Excerpts from a detection dataset:
• • • •
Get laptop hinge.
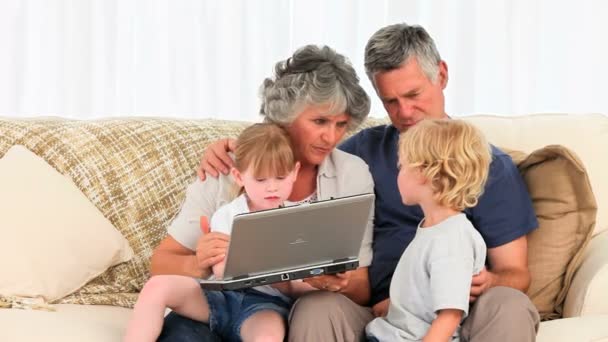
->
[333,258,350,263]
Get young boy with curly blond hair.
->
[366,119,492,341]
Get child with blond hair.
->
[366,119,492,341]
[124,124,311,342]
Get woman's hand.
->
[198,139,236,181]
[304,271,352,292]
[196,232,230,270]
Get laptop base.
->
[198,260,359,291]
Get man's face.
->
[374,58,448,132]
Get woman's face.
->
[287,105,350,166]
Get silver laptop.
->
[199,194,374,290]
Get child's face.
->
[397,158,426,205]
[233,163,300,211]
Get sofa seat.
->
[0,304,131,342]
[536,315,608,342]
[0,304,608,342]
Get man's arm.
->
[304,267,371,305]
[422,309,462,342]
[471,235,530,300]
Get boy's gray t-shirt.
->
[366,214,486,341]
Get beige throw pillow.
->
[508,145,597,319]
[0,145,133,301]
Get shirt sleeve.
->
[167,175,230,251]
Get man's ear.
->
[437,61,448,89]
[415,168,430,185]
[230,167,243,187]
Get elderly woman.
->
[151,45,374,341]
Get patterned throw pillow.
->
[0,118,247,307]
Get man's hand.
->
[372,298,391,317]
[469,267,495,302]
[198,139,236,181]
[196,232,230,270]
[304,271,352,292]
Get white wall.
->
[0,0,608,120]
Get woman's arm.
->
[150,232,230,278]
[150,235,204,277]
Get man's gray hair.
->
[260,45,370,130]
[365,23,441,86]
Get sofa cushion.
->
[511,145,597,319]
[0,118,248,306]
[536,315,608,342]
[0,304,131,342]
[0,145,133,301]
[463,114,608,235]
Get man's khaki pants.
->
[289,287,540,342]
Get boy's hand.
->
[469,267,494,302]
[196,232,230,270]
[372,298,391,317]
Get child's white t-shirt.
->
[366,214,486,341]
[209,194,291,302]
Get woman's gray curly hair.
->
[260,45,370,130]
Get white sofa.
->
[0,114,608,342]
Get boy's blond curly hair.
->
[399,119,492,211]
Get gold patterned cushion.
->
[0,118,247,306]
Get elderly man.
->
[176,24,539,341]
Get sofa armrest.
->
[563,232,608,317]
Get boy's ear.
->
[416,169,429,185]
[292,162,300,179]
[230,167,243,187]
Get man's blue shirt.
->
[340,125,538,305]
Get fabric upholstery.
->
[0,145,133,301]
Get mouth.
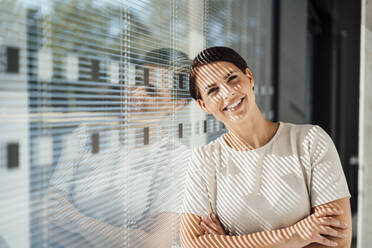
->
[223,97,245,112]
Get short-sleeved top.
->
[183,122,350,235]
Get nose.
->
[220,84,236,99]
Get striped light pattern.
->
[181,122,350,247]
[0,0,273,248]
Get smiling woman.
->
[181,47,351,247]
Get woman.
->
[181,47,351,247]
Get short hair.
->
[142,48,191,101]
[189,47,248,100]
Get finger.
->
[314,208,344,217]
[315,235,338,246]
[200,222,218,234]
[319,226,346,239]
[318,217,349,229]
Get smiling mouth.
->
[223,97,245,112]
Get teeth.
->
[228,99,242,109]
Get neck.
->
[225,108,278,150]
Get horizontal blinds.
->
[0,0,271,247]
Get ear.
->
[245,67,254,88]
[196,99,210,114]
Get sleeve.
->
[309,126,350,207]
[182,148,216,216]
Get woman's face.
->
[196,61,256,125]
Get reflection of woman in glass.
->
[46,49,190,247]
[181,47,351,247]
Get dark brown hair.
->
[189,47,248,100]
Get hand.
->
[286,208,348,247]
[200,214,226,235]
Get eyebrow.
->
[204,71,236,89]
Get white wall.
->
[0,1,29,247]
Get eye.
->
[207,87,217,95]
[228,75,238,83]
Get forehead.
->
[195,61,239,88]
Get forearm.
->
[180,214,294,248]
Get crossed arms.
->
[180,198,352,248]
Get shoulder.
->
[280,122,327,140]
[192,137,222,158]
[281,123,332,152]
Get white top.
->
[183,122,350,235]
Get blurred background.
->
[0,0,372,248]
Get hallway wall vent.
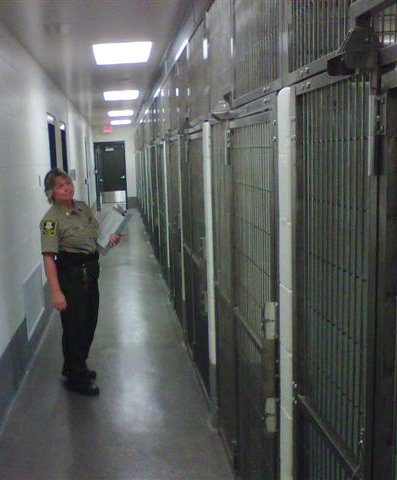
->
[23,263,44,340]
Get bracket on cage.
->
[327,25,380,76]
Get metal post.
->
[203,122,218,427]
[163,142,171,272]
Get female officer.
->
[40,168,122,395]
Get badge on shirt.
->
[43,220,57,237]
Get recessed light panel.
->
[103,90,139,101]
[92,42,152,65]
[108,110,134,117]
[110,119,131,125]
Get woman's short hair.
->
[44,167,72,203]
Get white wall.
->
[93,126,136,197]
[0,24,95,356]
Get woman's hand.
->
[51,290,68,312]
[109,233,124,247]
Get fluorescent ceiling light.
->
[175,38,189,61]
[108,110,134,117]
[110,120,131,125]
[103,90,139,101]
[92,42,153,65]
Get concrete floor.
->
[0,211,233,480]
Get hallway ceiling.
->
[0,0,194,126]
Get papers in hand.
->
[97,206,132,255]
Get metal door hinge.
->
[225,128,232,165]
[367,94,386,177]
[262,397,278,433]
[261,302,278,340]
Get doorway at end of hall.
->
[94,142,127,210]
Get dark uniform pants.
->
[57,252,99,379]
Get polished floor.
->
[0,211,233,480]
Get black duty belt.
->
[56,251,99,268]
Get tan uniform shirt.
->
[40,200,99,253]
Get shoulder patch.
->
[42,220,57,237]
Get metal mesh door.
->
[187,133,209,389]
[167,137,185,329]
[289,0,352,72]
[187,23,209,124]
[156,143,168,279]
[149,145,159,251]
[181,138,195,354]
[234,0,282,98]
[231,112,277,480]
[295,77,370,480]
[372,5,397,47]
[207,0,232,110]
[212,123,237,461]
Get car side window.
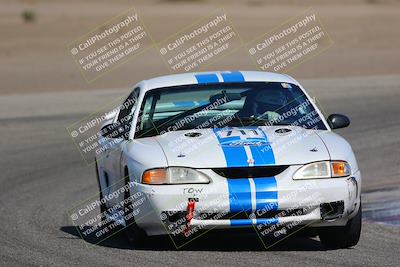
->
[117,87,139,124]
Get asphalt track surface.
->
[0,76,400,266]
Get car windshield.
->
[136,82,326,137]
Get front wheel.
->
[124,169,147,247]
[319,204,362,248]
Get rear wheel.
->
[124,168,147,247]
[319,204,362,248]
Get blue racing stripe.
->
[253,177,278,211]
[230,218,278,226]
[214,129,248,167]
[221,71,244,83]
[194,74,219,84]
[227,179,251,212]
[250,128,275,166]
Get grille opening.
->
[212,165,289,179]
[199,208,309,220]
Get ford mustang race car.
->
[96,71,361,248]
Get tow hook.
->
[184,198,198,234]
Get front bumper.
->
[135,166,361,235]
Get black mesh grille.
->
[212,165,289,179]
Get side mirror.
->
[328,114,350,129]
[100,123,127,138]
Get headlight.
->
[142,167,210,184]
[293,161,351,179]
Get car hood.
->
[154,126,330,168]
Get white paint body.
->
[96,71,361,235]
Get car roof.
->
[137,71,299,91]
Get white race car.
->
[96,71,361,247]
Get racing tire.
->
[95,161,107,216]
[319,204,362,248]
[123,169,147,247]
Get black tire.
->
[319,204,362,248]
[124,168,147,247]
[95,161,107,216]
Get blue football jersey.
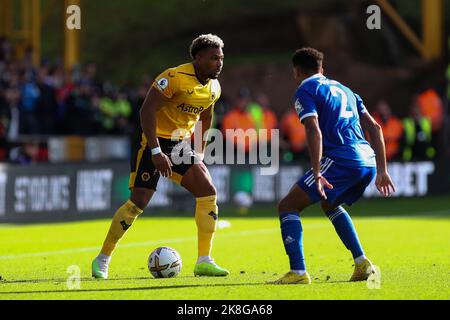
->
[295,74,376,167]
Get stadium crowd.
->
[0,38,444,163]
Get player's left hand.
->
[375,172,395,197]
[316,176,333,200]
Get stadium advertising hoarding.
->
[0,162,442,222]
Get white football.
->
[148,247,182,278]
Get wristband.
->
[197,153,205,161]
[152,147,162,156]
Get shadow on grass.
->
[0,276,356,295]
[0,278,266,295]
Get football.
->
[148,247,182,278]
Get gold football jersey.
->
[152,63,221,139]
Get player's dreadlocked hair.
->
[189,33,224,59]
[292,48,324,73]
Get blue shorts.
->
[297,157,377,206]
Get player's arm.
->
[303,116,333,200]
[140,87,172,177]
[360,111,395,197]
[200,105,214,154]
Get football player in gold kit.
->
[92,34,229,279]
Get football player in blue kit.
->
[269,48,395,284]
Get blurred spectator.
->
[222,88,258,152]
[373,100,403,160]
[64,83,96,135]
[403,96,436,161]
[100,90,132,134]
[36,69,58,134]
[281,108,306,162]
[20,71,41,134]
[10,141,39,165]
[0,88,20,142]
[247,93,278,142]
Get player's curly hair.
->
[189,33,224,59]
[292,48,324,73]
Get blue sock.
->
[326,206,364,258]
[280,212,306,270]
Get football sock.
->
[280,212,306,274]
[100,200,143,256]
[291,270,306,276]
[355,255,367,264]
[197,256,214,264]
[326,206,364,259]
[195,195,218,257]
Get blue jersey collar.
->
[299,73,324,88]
• • • •
*WHAT IS EXPECTED:* Convert the stretch of items from the line containing "Get woman's gray curly hair." through the line containing "[180,214,294,248]" into a Markdown table with the columns Row and Line. Skip blank lines and omit the pictures.

*THE ANSWER:*
| Row | Line |
|---|---|
| 1 | Get woman's gray curly hair. |
| 2 | -> |
| 3 | [260,45,370,130] |
| 4 | Get white sofa. |
| 5 | -> |
| 6 | [0,114,608,342] |
| 7 | Get boy's blond curly hair. |
| 8 | -> |
| 9 | [399,119,492,211] |
| 10 | Get gold patterned cushion. |
| 11 | -> |
| 12 | [0,118,247,306] |
| 13 | Get elderly man. |
| 14 | -> |
| 15 | [176,24,539,341] |
| 16 | Get sofa armrest. |
| 17 | -> |
| 18 | [563,232,608,317] |
| 19 | Get boy's ear. |
| 20 | -> |
| 21 | [416,169,429,185] |
| 22 | [292,162,300,179] |
| 23 | [230,167,243,187] |
| 24 | Get man's blue shirt. |
| 25 | -> |
| 26 | [340,125,538,305] |
| 27 | Get fabric upholstery. |
| 28 | -> |
| 29 | [0,145,133,301] |
| 30 | Get mouth. |
| 31 | -> |
| 32 | [223,97,245,112] |
| 33 | Get short-sleeved top. |
| 34 | -> |
| 35 | [183,122,350,235] |
| 36 | Get nose. |
| 37 | -> |
| 38 | [220,84,236,99] |
| 39 | Get striped light pattern. |
| 40 | -> |
| 41 | [181,122,350,247] |
| 42 | [0,0,273,248] |
| 43 | Get smiling woman. |
| 44 | -> |
| 45 | [181,47,351,247] |
| 46 | Get woman. |
| 47 | -> |
| 48 | [181,47,351,247] |
| 49 | Get short hair. |
| 50 | -> |
| 51 | [142,48,191,101] |
| 52 | [189,47,248,100] |
| 53 | Get finger. |
| 54 | -> |
| 55 | [314,208,344,217] |
| 56 | [315,235,338,246] |
| 57 | [200,222,218,234] |
| 58 | [319,226,346,239] |
| 59 | [318,217,349,229] |
| 60 | Get smiling mouth. |
| 61 | -> |
| 62 | [223,97,245,112] |
| 63 | Get teeth. |
| 64 | -> |
| 65 | [228,99,242,109] |
| 66 | Get neck. |
| 67 | -> |
| 68 | [225,108,278,150] |
| 69 | Get horizontal blinds. |
| 70 | -> |
| 71 | [0,0,271,247] |
| 72 | Get ear. |
| 73 | -> |
| 74 | [245,67,254,88] |
| 75 | [196,99,210,114] |
| 76 | Get sleeve. |
| 77 | -> |
| 78 | [309,126,350,207] |
| 79 | [182,148,216,216] |
| 80 | Get woman's face. |
| 81 | -> |
| 82 | [196,61,256,125] |
| 83 | Get reflection of woman in glass. |
| 84 | -> |
| 85 | [46,49,190,247] |
| 86 | [181,47,351,247] |
| 87 | Get dark brown hair. |
| 88 | -> |
| 89 | [189,47,248,100] |
| 90 | Get hand. |
| 91 | -> |
| 92 | [286,208,348,247] |
| 93 | [200,214,226,235] |
| 94 | Get eyebrow. |
| 95 | -> |
| 96 | [204,71,236,89] |
| 97 | Get white wall. |
| 98 | -> |
| 99 | [0,1,29,247] |
| 100 | Get eye. |
| 101 | -> |
| 102 | [207,87,217,95] |
| 103 | [228,75,238,83] |
| 104 | Get forehead. |
| 105 | -> |
| 106 | [195,61,239,88] |
| 107 | Get forearm. |
| 108 | -> |
| 109 | [180,214,294,248] |